- What is needed:
Pictures do not belong in the copy, so please give every entry below again exactly.

- The data:
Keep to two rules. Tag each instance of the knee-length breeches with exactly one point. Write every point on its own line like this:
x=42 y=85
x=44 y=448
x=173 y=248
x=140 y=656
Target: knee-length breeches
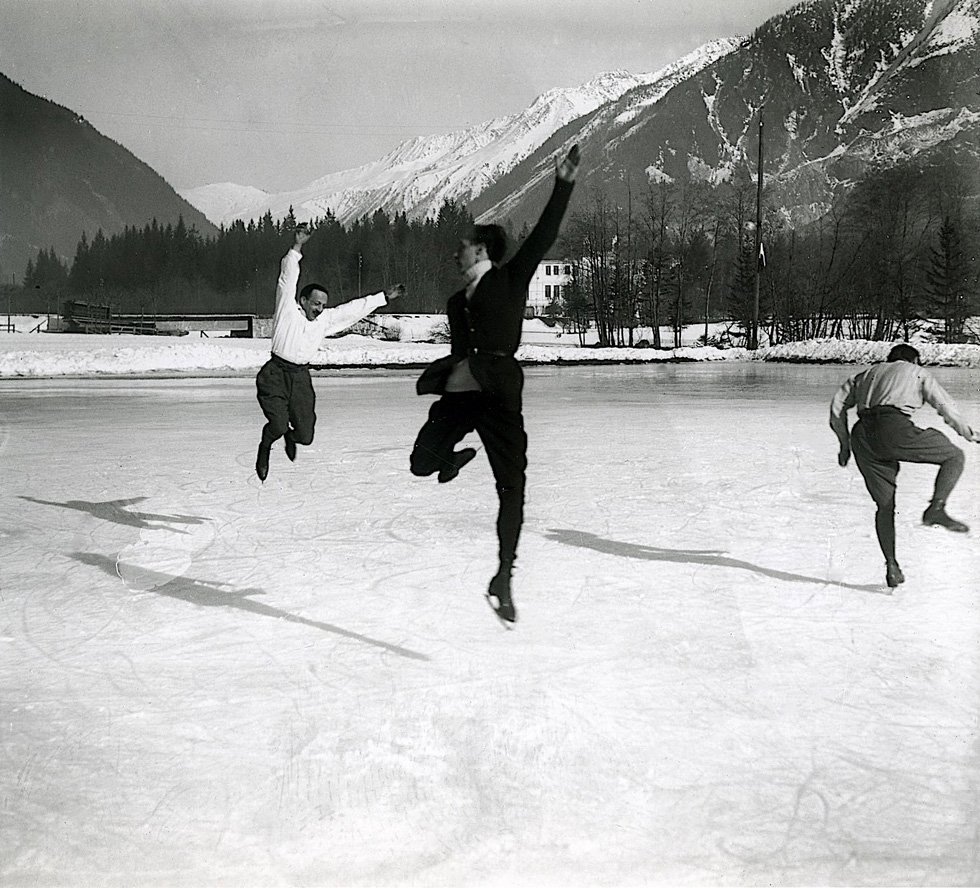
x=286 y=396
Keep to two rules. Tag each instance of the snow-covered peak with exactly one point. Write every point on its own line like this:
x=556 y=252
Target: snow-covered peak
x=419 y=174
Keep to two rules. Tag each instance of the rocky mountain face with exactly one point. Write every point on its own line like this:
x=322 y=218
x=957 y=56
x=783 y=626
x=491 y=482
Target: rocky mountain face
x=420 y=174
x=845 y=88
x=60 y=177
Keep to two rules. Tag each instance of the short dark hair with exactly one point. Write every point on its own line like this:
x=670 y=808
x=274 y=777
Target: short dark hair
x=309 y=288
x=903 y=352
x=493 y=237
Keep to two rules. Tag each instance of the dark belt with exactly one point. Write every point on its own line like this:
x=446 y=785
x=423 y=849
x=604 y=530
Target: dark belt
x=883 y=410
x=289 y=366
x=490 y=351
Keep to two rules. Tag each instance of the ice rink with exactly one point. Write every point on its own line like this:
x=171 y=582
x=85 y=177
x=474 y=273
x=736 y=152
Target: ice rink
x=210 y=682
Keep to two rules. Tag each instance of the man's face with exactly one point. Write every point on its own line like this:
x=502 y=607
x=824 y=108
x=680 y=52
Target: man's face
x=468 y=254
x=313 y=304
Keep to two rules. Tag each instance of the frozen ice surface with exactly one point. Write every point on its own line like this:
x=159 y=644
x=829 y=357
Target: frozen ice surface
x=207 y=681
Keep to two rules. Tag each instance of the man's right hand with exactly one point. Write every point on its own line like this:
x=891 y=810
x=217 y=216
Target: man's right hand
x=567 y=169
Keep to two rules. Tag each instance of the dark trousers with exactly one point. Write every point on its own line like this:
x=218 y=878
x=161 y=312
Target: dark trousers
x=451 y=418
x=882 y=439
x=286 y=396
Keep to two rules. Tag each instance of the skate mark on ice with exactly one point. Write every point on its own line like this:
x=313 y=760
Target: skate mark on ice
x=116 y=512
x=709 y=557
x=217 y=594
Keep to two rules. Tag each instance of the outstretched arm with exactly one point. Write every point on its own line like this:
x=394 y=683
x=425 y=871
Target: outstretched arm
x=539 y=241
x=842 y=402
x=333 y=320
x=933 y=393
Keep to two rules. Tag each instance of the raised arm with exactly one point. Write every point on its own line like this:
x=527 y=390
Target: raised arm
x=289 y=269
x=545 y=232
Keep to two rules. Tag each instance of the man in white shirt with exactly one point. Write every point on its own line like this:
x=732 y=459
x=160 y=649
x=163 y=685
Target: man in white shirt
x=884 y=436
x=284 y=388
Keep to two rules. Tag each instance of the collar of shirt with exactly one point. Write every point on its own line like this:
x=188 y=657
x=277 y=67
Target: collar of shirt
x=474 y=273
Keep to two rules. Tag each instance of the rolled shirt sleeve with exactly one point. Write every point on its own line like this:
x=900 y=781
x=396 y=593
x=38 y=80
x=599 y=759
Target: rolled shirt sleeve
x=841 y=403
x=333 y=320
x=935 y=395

- Task solution:
Keep to two rules. Tag each instance of the knee-length breeches with exactly one point. Write every point on its own line like this:
x=42 y=85
x=44 y=448
x=173 y=248
x=140 y=656
Target: knee-length breeches
x=286 y=396
Keep to two rules. Tag each instance of the snow-covered peak with exactly one point. Write every point on its own line like this:
x=556 y=252
Target: snow-covered peak
x=419 y=174
Keep to two rules. Tag each instance of the rocky mountain face with exactly one point. Write every point on its own line like this:
x=322 y=218
x=957 y=56
x=783 y=626
x=491 y=482
Target: rocky mountain face
x=420 y=174
x=845 y=88
x=60 y=177
Keep to two rules. Tag each instance of the short dark hair with exactly one point. Write every point on its own line like this:
x=670 y=808
x=274 y=777
Target: short dark hair
x=309 y=288
x=903 y=352
x=493 y=237
Keep to two rules. Tag each instance of the dark belt with exactly one point. Write every point on its own line like this:
x=446 y=785
x=423 y=849
x=604 y=530
Target: dark belt
x=883 y=410
x=289 y=366
x=490 y=351
Keep to two rules. Tag each instance of the ice rink with exactly one point. Write every point on its own line like this:
x=171 y=582
x=85 y=177
x=474 y=273
x=736 y=152
Target: ice rink
x=210 y=682
Keep to two rules. Tag each instance of the man's face with exactly one point. Write every point on its own line like this:
x=502 y=607
x=824 y=108
x=680 y=52
Target: man's face
x=468 y=254
x=313 y=304
Keep to two rules. Tag each instance of the frozen ice surface with exactly one point. Write every point on its own line like this:
x=159 y=644
x=829 y=357
Target: frozen ice surface
x=207 y=681
Keep to two rules. Tag each instance of the man's right hand with exactly one point. Write every point on its own line like this:
x=891 y=810
x=217 y=216
Target: man's right hand
x=567 y=169
Keep to two rules. Tag each instance of the dark trousers with exactly one point. Write every point on its own line like this:
x=218 y=878
x=161 y=312
Target: dark trousers
x=451 y=418
x=882 y=439
x=286 y=396
Keep to two rules. Tag each instance of the skate mark on ice with exactly one point. Write every point on its own line like this:
x=313 y=760
Target: skate mark on ice
x=116 y=512
x=709 y=557
x=217 y=594
Keep to two rules. Tag each instance of the outstretched arm with exactly one point. Write every point on its own line like this:
x=394 y=683
x=425 y=871
Target: outstretched arm
x=539 y=241
x=842 y=402
x=333 y=320
x=933 y=393
Keep to two rules. Tag each instance of the raised arm with exactly one point. Write every point on its own line like this:
x=527 y=390
Target: raised arm
x=289 y=269
x=545 y=232
Keep to two rules. Tag each instance of the man in white shirt with exactly one point. Write every point on its own line like this:
x=732 y=459
x=160 y=649
x=163 y=685
Target: man in white shirt
x=884 y=436
x=284 y=388
Keep to two rules. Tag each instance of the collar of shirt with exactly one point. Write every point on its own line like this:
x=188 y=657
x=277 y=67
Target: collar of shirt
x=474 y=273
Keep to two rules. Tag each instance of the rolled shirt sleeve with exactly one point. Write every point on its own line like this:
x=900 y=781
x=396 y=593
x=38 y=80
x=599 y=759
Target: rolled shirt sleeve
x=841 y=403
x=333 y=320
x=935 y=395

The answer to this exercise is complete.